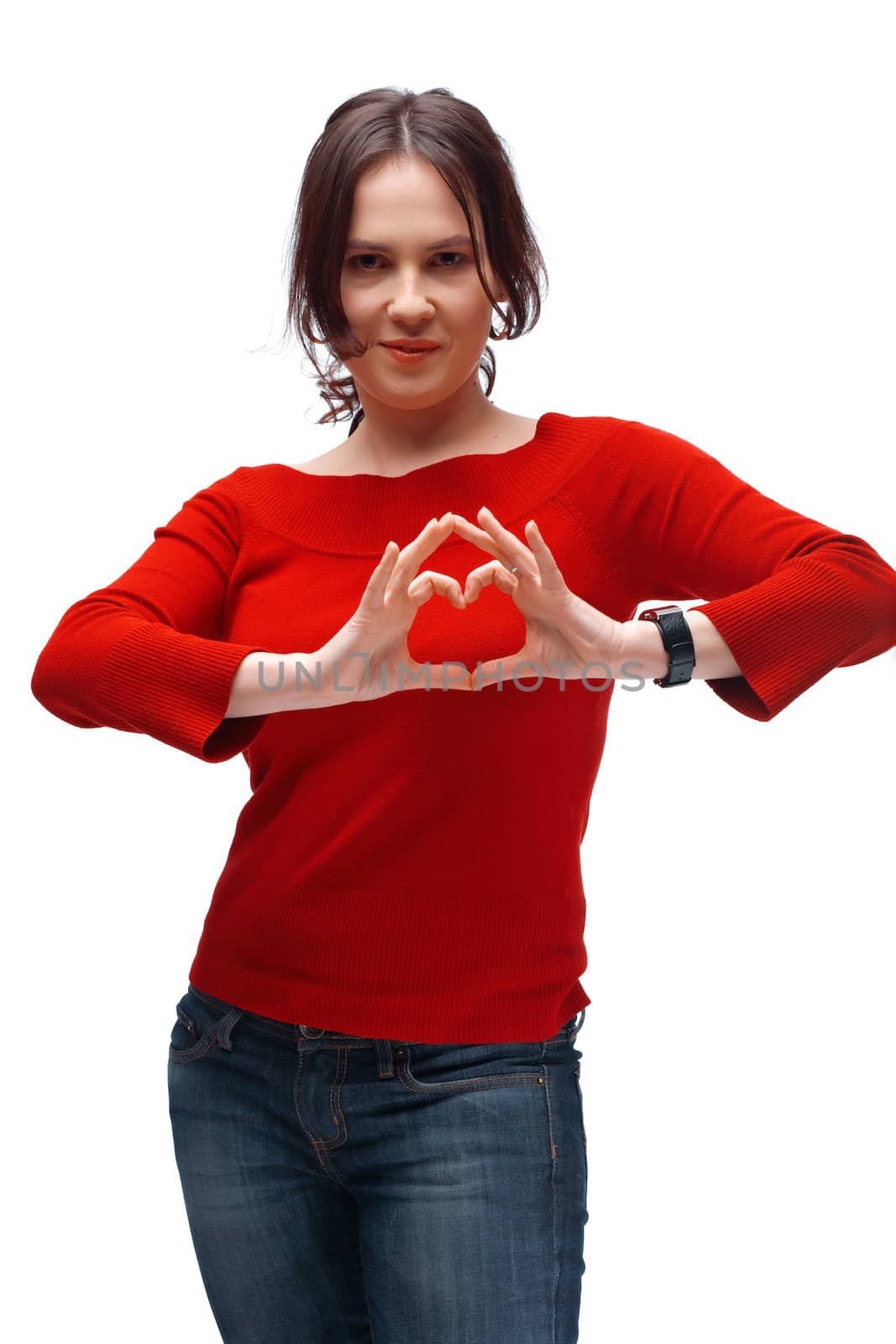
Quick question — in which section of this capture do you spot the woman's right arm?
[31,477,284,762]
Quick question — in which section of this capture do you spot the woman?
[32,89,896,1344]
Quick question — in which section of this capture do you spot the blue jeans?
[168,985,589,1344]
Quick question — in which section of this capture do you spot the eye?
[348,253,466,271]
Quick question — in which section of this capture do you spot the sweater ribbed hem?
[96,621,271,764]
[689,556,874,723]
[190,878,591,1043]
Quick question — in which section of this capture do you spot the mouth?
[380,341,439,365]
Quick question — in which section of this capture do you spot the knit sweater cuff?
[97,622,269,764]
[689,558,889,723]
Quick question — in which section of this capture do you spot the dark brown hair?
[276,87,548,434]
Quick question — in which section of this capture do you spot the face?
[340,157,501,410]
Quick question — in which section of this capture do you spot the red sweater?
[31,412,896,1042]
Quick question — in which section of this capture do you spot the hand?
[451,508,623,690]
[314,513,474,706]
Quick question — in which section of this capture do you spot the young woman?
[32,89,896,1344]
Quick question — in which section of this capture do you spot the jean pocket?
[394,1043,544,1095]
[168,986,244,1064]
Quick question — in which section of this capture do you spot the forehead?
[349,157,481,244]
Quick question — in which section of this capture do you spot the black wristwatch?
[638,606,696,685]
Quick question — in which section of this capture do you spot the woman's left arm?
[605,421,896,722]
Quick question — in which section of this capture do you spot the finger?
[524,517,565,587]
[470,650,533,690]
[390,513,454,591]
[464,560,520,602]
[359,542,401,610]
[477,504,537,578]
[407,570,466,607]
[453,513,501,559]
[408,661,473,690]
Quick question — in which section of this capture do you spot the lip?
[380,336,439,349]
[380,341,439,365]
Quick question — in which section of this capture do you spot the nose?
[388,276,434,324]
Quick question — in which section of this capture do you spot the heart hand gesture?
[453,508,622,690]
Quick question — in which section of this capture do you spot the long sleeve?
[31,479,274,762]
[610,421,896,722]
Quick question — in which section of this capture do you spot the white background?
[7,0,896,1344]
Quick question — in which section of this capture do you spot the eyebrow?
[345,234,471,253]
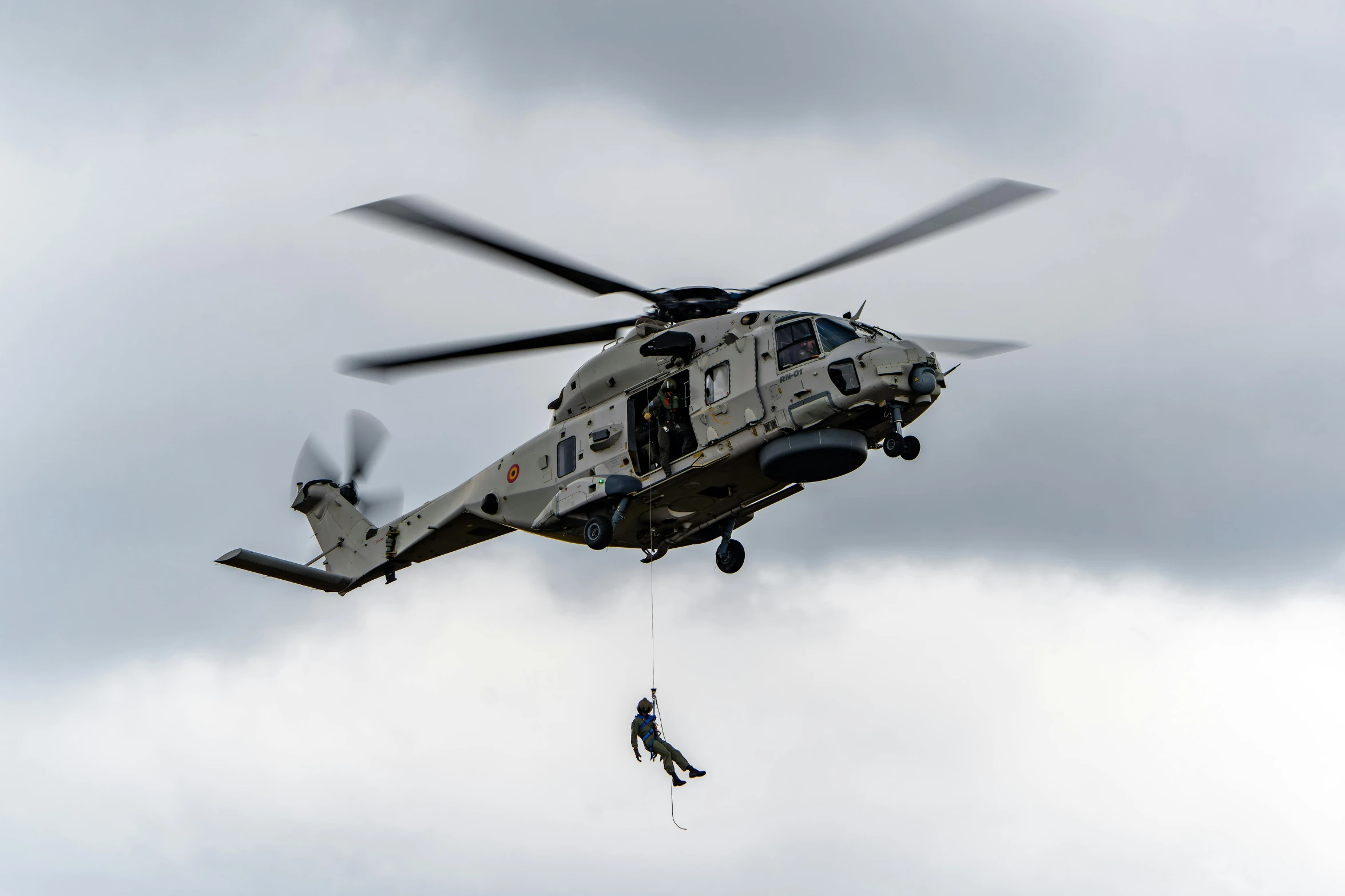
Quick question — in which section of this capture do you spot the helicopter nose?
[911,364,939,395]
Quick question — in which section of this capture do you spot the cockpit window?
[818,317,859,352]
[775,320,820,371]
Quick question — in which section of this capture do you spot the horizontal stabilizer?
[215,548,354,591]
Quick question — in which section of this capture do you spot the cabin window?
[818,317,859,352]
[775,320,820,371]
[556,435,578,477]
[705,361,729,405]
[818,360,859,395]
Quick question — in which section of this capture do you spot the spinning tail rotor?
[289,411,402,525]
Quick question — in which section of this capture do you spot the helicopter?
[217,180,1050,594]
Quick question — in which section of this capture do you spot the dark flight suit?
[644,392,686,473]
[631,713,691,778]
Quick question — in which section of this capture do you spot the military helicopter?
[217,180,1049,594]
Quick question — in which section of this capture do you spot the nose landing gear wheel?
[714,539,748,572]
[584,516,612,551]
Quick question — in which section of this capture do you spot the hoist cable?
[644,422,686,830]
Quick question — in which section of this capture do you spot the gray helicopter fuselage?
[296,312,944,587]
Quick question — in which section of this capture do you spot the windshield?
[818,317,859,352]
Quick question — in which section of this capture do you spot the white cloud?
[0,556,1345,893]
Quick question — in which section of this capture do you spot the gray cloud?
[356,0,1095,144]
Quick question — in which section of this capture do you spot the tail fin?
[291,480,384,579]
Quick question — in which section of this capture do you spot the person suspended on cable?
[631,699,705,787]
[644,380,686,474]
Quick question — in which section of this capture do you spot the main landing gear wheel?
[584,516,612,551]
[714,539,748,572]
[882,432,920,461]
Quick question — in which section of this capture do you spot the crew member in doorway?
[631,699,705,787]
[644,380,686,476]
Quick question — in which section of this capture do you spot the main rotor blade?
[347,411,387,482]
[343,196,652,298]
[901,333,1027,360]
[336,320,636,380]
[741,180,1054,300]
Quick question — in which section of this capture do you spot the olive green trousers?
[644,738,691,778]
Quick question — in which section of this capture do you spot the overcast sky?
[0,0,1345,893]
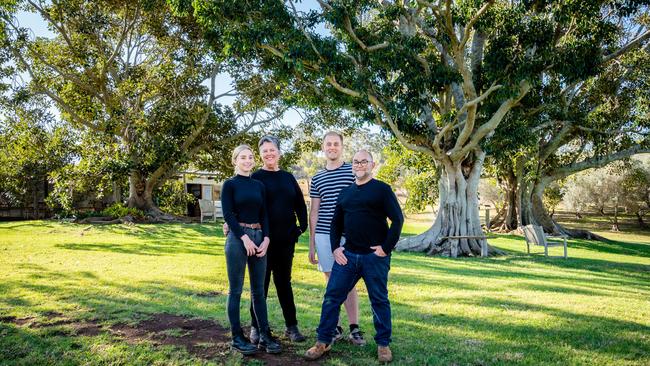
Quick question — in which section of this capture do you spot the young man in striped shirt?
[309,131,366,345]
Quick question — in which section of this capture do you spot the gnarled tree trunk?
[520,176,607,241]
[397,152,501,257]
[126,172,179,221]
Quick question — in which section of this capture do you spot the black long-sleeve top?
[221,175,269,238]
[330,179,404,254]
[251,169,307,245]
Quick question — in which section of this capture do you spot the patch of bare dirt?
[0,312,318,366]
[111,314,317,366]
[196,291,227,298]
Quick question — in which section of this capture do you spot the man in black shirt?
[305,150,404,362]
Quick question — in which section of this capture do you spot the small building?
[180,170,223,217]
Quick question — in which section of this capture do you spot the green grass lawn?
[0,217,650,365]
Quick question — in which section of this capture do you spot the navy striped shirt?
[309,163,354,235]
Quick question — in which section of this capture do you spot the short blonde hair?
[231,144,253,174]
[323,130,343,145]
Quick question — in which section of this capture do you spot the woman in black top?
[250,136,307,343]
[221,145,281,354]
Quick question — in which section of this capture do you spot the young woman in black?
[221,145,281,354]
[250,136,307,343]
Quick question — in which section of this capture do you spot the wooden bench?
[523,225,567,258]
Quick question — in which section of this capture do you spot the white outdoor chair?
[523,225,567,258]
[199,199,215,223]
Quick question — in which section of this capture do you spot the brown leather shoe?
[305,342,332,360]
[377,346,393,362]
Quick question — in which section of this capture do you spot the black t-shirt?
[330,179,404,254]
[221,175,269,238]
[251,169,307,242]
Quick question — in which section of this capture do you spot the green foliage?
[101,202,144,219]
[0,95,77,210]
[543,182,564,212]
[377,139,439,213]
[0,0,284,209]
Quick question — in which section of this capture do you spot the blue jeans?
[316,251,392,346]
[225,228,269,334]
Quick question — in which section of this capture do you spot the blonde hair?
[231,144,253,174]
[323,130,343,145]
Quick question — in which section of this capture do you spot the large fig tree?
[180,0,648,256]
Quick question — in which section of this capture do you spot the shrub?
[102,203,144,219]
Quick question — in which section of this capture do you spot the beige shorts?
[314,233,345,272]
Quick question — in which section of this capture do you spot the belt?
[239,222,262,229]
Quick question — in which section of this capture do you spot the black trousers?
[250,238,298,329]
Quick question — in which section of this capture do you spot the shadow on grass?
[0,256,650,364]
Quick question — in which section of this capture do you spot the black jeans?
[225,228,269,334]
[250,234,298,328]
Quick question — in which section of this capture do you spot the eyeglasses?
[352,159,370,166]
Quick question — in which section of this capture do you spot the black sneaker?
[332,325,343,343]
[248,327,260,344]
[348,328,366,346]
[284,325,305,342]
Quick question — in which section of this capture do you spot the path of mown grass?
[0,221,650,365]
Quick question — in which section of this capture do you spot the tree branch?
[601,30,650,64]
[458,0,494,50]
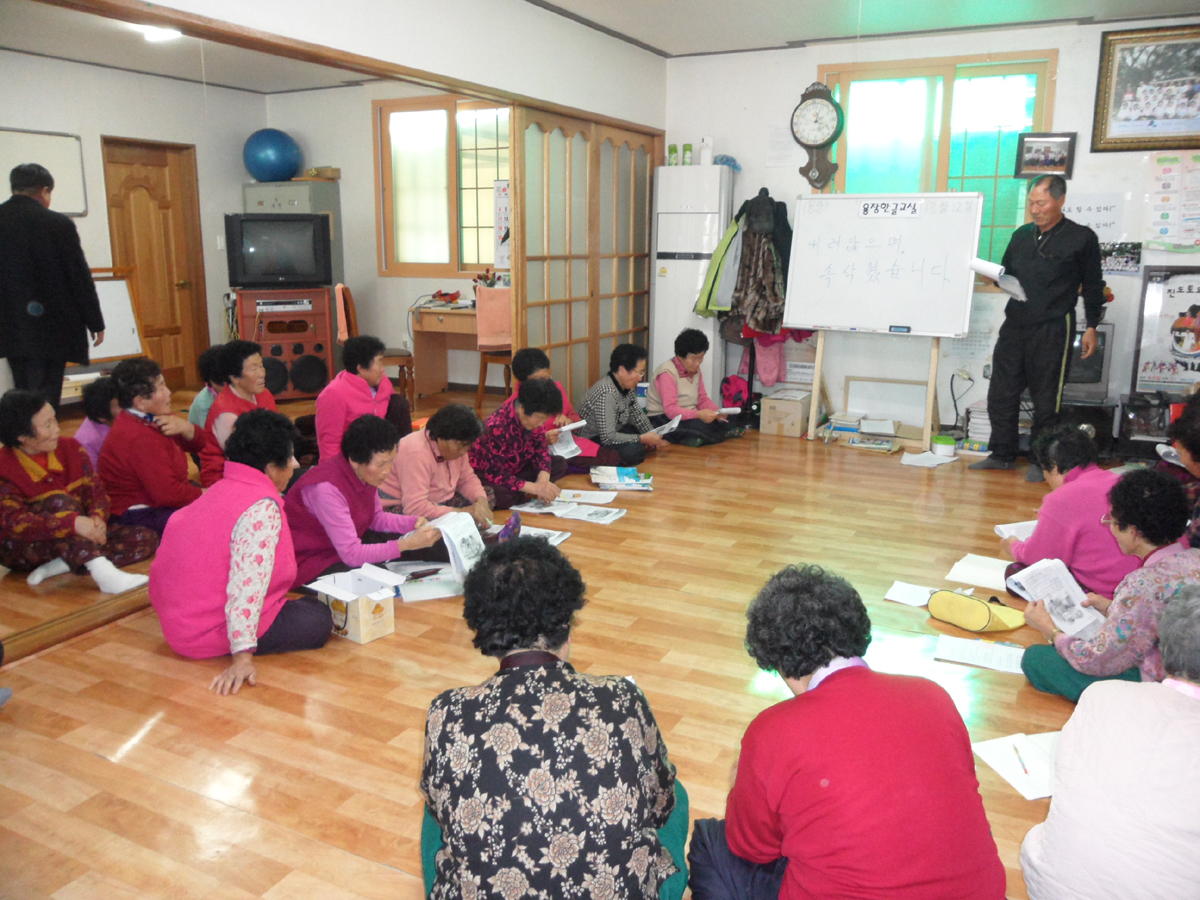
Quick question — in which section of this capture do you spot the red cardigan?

==*==

### DIRECTION
Could you turn the records, from the line with "the horizontal stabilizer?" up to and including the line with "[217,180,1049,594]", into a Markdown table with a Number column and a Content column, one line per row and no blank lines?

### RESULT OF THE EXERCISE
| Number | Content |
|---|---|
| 1 | Quick question — in which section of this capture do you spot the horizontal stabilizer? |
| 2 | [215,548,354,591] |
| 3 | Quick question — in which section of this capture do you spot the cabin window? |
| 4 | [818,317,859,352] |
| 5 | [775,320,820,371] |
| 6 | [556,435,578,477] |
| 7 | [705,361,729,405] |
| 8 | [818,360,859,395] |
| 9 | Quick question — in which section of this capture do you spot the spinning tail rotor? |
| 10 | [289,411,402,525] |
| 11 | Quick question — in which section of this capture do you spot the helicopter? |
| 12 | [217,180,1050,594] |
| 13 | Quick question — in which section of this capture do you spot the dark flight suit? |
| 14 | [644,392,686,473] |
| 15 | [631,713,691,778] |
| 16 | Quick question — in which section of this capture do you spot the military helicopter? |
| 17 | [217,180,1049,594] |